— begin Available records —

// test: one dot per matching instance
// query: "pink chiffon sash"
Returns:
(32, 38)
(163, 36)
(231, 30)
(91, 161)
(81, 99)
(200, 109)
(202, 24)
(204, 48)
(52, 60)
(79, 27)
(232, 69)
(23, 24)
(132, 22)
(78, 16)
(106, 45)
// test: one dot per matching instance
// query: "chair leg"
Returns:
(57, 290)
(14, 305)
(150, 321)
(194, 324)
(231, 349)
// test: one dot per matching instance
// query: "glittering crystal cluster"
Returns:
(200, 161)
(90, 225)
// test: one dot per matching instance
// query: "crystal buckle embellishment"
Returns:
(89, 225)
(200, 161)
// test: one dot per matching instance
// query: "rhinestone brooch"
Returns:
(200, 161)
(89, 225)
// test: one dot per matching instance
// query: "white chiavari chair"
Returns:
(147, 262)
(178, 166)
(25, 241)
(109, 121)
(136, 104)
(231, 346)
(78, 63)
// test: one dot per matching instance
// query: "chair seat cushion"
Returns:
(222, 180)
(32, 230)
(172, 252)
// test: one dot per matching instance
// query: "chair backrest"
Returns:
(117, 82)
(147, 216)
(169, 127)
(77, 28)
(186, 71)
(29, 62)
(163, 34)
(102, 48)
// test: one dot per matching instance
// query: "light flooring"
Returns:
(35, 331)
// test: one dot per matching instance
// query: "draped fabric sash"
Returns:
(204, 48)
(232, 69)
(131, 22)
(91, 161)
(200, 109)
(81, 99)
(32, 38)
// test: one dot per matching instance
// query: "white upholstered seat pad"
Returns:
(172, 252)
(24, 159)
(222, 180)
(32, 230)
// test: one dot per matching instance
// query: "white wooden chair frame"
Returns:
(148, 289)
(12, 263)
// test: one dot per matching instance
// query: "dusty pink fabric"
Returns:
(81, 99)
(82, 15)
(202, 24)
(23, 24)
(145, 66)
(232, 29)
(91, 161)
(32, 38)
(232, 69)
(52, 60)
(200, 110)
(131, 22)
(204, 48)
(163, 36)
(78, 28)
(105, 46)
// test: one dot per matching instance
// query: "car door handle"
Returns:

— end Available records —

**Short problem**
Pull out every line of the material above that contains the string "seat". Case counts.

**The reply**
// query: "chair seat cushion"
// query: "white upholstered seat pad"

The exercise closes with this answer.